### [Material to process]
● ● ● ● ●

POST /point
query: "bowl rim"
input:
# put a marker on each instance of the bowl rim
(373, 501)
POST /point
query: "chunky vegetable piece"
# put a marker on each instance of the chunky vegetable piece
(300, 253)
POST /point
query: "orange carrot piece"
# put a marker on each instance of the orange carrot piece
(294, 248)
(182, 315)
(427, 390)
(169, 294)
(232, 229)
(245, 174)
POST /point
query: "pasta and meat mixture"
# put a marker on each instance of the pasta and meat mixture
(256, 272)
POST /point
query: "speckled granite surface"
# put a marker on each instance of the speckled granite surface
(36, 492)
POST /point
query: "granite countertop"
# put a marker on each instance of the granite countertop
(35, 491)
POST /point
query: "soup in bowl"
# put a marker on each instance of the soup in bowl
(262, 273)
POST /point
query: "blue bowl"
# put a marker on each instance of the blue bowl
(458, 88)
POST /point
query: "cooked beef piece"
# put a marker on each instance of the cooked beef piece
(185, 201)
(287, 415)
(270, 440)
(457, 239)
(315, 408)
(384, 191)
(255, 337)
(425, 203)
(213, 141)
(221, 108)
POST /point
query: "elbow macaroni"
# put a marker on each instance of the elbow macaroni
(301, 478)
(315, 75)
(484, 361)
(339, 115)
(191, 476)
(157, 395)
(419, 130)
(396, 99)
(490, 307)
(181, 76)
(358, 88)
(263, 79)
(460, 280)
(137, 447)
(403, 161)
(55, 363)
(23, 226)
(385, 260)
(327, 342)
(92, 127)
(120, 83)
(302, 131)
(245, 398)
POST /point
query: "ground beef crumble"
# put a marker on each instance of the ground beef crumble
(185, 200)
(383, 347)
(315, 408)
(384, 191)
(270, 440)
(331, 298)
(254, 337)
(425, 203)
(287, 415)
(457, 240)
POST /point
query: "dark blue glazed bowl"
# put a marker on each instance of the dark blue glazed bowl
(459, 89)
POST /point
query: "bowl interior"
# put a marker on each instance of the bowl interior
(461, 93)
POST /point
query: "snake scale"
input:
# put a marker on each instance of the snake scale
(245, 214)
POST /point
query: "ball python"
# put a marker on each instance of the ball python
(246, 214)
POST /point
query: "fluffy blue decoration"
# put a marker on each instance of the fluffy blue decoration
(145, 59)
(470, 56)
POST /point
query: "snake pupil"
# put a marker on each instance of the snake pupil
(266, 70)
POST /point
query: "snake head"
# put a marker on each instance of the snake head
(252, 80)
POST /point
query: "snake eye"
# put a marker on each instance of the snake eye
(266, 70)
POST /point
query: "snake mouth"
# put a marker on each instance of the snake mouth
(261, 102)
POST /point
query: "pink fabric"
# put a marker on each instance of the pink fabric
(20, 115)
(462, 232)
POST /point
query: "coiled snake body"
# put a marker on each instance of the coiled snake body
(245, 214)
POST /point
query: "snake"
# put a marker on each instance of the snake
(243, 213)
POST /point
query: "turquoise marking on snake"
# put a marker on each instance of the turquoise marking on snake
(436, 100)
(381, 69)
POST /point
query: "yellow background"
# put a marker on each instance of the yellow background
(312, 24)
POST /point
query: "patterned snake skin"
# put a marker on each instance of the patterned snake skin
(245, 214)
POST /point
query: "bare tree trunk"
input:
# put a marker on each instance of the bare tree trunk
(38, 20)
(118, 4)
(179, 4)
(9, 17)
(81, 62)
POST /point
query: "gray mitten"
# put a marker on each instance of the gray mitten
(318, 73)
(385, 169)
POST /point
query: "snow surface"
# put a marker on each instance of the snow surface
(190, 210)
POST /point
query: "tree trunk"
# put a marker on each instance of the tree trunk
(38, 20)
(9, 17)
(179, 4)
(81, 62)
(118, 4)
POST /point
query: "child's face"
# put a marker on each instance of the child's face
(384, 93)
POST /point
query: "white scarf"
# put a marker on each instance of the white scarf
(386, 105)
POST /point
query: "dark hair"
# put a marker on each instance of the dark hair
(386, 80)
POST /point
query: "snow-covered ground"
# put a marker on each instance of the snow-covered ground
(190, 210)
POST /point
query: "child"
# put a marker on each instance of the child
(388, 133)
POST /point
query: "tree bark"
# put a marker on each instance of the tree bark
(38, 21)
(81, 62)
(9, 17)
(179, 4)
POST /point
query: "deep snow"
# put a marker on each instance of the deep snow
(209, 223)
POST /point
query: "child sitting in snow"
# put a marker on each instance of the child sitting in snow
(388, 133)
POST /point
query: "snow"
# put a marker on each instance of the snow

● ● ● ● ●

### [Exercise goal]
Each entry must be reproduced verbatim.

### [Result of this task]
POST /point
query: "bowl rim"
input:
# put a marker on each instance of the bowl rim
(373, 501)
POST /point
query: "chunky vegetable piece"
# put a marker on each instance of the chunky vegetable piece
(300, 253)
POST /point
query: "orange carrot piece"
# put a marker on each instance of the orange carrot piece
(294, 248)
(182, 315)
(427, 390)
(169, 294)
(232, 229)
(245, 174)
POST /point
query: "pasta and meat mixture"
# put a marker on each instance of the pasta and meat mixture
(256, 272)
POST /point
query: "speckled granite surface"
# put a marker on each instance of the speckled granite surface
(36, 492)
POST /point
query: "granite countertop"
# put a marker on each instance of the granite countertop
(35, 491)
POST /point
query: "soup in bowl"
# put a marker on each instance of the soup in bowl
(262, 273)
POST /point
query: "blue bowl"
# put a marker on each instance of the blue bowl
(458, 88)
POST /point
query: "cooked beef piece"
# put a marker on each instance of the cooked beef piece
(185, 201)
(287, 415)
(270, 440)
(457, 239)
(315, 408)
(384, 191)
(255, 337)
(425, 203)
(213, 141)
(221, 108)
POST /point
query: "elbow macaroni"
# put a marker on each instance of the elbow macaroni
(301, 478)
(315, 75)
(484, 361)
(339, 115)
(191, 476)
(157, 395)
(419, 130)
(396, 99)
(490, 307)
(181, 76)
(358, 88)
(263, 79)
(460, 280)
(137, 447)
(403, 161)
(55, 363)
(23, 226)
(385, 260)
(327, 342)
(92, 127)
(120, 83)
(302, 131)
(245, 398)
POST /point
query: "ground beef crumble"
# put a marker on each instance of the ground beef crumble
(185, 200)
(383, 347)
(315, 408)
(384, 191)
(270, 440)
(331, 298)
(254, 337)
(425, 203)
(287, 415)
(457, 240)
POST /point
query: "dark blue glazed bowl"
# put a marker on each instance of the dark blue glazed bowl
(459, 89)
POST /point
query: "bowl interior"
# put a marker on each instance of the bowl interior
(461, 93)
POST /point
query: "snake scale"
input:
# put a marker on each instance of the snake scale
(245, 214)
POST /point
query: "ball python"
# put a marker on each instance of the ball python
(246, 214)
POST /point
query: "fluffy blue decoration"
# put a marker on each instance of the fluffy blue decoration
(145, 59)
(470, 56)
POST /point
query: "snake pupil"
# put a marker on each instance of the snake pupil
(266, 70)
POST /point
query: "snake head"
# put a marker on each instance of the snake head
(252, 80)
POST /point
query: "snake eye"
# put a marker on each instance of the snake eye
(266, 70)
POST /point
query: "snake mouth"
# put a marker on each instance of the snake mouth
(261, 102)
POST /point
query: "pink fabric"
# put a marker on each instance of the pink fabric
(20, 115)
(462, 232)
POST /point
query: "coiled snake body"
# put a marker on each instance of the coiled snake body
(245, 214)
POST /point
query: "snake"
# put a marker on each instance of the snake
(243, 213)
POST /point
query: "turquoise marking on snake"
# put a marker on each instance of the turquoise marking on snake
(436, 100)
(381, 69)
POST /point
query: "yellow background"
# put a marker on each instance of the yellow background
(312, 24)
POST /point
query: "patterned snake skin"
# put a marker on each instance of the patterned snake skin
(245, 214)
POST /point
query: "bare tree trunk"
input:
# put a marker on each instance of the bare tree trunk
(38, 20)
(118, 4)
(179, 4)
(9, 17)
(81, 62)
POST /point
query: "gray mitten"
# put a marker on each instance of the gray mitten
(318, 73)
(385, 169)
POST /point
query: "snow surface"
# put a marker on each instance of the snow surface
(190, 210)
POST /point
query: "tree trunk"
# put a marker on each instance of the tree trunk
(38, 20)
(9, 17)
(179, 4)
(81, 62)
(118, 4)
POST /point
query: "child's face"
# put a marker on each instance of the child's face
(384, 93)
POST /point
query: "white scarf"
# put a marker on each instance of the white scarf
(386, 105)
POST /point
query: "dark hair"
# put a marker on each instance of the dark hair
(386, 80)
POST /point
query: "snow-covered ground"
# put a marker on each instance of the snow-covered ground
(190, 210)
POST /point
query: "child"
# put a marker on each instance of the child
(388, 133)
POST /point
query: "tree bark"
# put a marker on each instance of the tree bark
(38, 21)
(81, 62)
(9, 17)
(179, 4)
POST /point
query: "deep snow"
# put a marker on each instance of the deep snow
(209, 223)
POST /point
query: "child sitting in snow"
# put a marker on each instance of the child sitting in snow
(388, 133)
POST /point
query: "snow"
# put a marker on each instance of the snow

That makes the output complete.